Institucionalmente, não temos como interferir no processo. Estamos ocupando um
espaço que não é institucional, para levantar que esse nome não passa no crivo
dos direitos humanos, dos direitos sociais, e tentando colocar nossa voz, de
pessoas da universidade ou de fora dela, dentro do Senado, que tem se mostrado
bastante insensível a essas vozes.
Como
avalia o papel do Supremo no processo de impeachment?
O
Supremo não apenas poderia, mas deveria ter entrado de maneira mais profunda na
discussão sobre a ilegalidade do processo. Não quiseram entrar no mérito. Okay,
mas poderiam ter entrado no aspecto formal da chamada condição da ação. A
condição para o impedimento é a existência do crime de responsabilidade, e o
Supremo deveria ter entrado aí, e não entrou porque não quis. Isso para nós é
omissão.
O
ministro Marco Aurélio diz que não foi golpe, mas uma decisão das duas casas do
Congresso.
Ou
seja, foi uma decisão política sem nenhum controle jurídico. Foi a política nua
e crua, sem delimitação. Não é o Supremo que deve julgar crime de
responsabilidade em processo de impeachment. Nisso estamos de acordo. Mas antes
de chegar no mérito, existem questões preliminares que deveriam ter sido
analisadas pelo Supremo. A condição da ação condenatória passa pela análise
jurídica sobre se os fatos imputados são ou não crime de responsabilidade. O
Supremo não quis falar sobre isso.
O
deputado Wadih Damous (PT-RJ) critica os governos do PT dizendo que tiveram
oportunidade de nomear muitos ministros do STF, e, segundo ele, "errou a
não mais poder” nomeando os que nomeou. Qual sua opinião sobre isso?
Qual
o fundamento, quais os argumentos que ele usa?

A listagem
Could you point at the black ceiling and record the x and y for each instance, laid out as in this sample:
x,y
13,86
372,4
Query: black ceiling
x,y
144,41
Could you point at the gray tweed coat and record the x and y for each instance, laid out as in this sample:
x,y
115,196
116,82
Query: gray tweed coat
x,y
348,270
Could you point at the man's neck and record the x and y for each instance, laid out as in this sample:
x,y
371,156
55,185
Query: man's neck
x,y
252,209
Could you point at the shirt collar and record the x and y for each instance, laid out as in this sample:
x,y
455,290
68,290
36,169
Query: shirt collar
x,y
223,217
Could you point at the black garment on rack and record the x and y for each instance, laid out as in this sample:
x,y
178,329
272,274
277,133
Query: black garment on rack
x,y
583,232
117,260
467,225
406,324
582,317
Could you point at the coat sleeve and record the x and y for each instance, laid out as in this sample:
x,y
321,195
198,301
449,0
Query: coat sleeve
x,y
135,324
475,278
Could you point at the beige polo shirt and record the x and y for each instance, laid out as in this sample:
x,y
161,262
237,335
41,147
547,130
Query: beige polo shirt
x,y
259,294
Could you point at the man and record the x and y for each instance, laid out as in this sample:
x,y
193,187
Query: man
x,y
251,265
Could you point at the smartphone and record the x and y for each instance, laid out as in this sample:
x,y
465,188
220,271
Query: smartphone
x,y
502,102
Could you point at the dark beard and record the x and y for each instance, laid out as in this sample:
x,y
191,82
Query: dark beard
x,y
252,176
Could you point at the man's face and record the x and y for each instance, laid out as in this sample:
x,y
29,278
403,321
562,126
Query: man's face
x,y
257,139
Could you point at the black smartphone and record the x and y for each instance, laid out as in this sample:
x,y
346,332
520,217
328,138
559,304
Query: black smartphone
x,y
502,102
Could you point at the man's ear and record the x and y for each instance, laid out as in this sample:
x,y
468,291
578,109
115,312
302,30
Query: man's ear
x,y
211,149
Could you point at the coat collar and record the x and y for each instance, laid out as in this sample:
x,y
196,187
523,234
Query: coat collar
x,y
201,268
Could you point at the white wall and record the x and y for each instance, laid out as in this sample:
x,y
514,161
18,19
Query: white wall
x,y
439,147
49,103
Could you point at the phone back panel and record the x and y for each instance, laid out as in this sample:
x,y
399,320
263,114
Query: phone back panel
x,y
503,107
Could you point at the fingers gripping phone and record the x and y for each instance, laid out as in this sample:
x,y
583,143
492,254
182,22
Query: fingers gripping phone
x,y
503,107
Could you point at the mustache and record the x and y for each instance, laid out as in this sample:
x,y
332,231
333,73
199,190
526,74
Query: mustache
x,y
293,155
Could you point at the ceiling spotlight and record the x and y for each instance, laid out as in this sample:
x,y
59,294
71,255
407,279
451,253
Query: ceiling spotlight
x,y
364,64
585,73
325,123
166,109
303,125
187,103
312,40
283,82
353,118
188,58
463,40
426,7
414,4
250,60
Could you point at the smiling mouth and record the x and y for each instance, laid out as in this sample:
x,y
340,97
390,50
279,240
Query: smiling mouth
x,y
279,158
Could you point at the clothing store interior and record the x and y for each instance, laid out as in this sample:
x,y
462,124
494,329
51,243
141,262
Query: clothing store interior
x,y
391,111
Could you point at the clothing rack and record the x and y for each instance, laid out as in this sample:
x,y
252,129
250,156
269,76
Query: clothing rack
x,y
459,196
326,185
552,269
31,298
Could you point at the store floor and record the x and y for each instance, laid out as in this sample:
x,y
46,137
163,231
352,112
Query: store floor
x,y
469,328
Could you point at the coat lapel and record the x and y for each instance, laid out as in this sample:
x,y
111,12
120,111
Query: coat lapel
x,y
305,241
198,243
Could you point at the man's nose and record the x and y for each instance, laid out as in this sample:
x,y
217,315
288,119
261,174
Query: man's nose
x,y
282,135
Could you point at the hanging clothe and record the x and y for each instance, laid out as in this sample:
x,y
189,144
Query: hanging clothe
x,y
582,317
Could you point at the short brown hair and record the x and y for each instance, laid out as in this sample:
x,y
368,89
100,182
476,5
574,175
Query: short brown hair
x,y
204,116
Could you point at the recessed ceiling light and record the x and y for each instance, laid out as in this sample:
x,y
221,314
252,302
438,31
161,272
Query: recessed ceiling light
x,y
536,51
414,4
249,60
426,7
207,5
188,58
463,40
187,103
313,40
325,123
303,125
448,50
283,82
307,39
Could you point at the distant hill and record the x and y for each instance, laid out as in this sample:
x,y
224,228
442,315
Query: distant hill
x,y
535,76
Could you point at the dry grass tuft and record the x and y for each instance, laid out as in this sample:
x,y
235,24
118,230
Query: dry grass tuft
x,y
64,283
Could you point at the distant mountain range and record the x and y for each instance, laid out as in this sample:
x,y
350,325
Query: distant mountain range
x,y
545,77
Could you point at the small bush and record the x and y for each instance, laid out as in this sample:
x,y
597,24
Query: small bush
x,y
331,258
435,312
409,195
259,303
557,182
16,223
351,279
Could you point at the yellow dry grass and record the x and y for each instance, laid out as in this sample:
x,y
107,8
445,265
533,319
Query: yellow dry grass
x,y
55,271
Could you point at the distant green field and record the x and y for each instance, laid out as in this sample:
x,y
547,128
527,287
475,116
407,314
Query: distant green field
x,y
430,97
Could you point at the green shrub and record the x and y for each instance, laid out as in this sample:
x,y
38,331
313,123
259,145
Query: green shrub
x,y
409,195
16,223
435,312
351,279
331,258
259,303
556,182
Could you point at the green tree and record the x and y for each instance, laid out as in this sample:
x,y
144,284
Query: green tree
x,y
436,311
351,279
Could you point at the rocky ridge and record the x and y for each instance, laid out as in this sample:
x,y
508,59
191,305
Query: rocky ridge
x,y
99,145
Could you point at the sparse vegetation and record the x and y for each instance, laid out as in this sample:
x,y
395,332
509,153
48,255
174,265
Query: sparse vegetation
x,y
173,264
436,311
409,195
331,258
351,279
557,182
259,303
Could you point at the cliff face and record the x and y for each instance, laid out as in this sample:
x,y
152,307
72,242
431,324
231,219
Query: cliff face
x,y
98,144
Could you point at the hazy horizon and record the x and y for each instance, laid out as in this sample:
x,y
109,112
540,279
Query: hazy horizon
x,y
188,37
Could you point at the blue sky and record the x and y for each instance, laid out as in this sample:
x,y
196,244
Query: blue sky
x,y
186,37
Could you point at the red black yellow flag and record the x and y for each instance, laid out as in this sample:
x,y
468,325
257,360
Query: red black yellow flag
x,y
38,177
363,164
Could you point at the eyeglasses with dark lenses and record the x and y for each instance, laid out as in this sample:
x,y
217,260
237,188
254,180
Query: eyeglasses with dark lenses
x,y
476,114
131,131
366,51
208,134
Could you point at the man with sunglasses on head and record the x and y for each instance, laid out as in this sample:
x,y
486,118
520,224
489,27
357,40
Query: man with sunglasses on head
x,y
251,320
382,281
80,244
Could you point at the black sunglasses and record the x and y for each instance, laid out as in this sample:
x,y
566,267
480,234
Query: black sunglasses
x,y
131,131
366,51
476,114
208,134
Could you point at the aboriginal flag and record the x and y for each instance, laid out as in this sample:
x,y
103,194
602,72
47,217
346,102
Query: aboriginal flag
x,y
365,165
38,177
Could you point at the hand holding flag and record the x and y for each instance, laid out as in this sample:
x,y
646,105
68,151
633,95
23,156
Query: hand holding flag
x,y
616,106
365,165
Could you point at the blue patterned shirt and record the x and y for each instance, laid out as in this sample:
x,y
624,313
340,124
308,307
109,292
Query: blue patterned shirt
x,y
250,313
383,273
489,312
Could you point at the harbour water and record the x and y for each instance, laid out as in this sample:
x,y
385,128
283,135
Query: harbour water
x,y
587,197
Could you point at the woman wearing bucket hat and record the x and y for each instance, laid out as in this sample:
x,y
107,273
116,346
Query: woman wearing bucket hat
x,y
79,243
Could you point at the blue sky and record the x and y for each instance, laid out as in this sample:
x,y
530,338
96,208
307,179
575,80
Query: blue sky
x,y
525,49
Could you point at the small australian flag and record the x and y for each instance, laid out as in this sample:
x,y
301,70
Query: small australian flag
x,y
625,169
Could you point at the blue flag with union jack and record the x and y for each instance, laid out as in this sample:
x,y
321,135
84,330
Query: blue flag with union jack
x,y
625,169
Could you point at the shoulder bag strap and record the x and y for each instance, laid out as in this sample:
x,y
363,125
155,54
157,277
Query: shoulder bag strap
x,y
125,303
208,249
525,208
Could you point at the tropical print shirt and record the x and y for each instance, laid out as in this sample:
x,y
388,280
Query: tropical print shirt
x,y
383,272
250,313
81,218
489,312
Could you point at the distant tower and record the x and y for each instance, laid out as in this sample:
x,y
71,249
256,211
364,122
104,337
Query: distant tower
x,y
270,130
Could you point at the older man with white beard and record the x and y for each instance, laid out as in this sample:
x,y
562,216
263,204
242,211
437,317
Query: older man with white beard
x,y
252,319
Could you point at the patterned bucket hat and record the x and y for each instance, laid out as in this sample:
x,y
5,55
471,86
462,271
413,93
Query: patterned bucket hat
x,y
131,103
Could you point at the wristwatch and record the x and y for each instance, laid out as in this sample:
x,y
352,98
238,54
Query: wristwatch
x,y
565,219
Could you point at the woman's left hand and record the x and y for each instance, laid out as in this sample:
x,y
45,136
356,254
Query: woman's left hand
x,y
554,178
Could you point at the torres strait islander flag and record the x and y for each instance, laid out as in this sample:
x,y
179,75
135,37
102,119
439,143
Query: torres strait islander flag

O que fazer
**a)** Segundo o texto, qual é a condição para o impedimento?
**b)** Localize na listagem cada linha que traz a palavra "smartphone" e copie todas elas.
A listagem não tem nenhuma relação com o texto.

Respostas do exercício
**a)** A existência do crime de responsabilidade.

**b)**
Could you point at the smartphone and record the x and y for each instance, laid out as in this sample:
Query: smartphone
Could you point at the black smartphone and record the x and y for each instance, laid out as in this sample:
Query: black smartphone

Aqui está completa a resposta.